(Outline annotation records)

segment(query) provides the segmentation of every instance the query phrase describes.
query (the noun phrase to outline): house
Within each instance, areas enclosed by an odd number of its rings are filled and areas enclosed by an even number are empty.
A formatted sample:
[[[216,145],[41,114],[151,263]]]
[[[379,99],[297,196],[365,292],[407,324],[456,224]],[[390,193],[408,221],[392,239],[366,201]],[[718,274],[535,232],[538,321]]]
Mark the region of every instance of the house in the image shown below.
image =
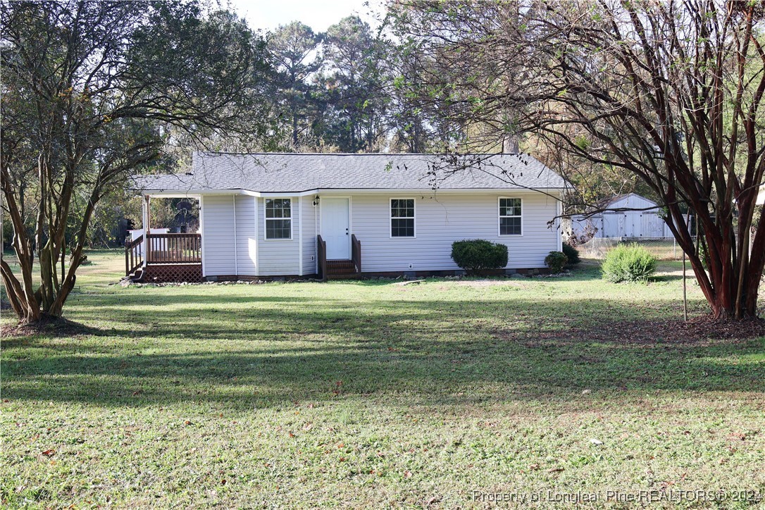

■ Task to carry out ■
Reproduce all of the material above word for word, omitting the pictures.

■ The output ■
segment(query) provides the segmentation of every instance the query phrase describes.
query (the noun phrase to outline): house
Within each instance, areas enclosed by an odd number of its rings are filled and areas enclosed by an even number are empty.
A formatted sample:
[[[216,145],[41,114],[151,263]]]
[[[379,99],[297,196],[365,292],[407,324],[456,224]],[[390,193],[408,221],[392,239],[366,201]],[[718,274],[535,232],[538,321]]]
Mark the region of every instance of the house in the image shown below.
image =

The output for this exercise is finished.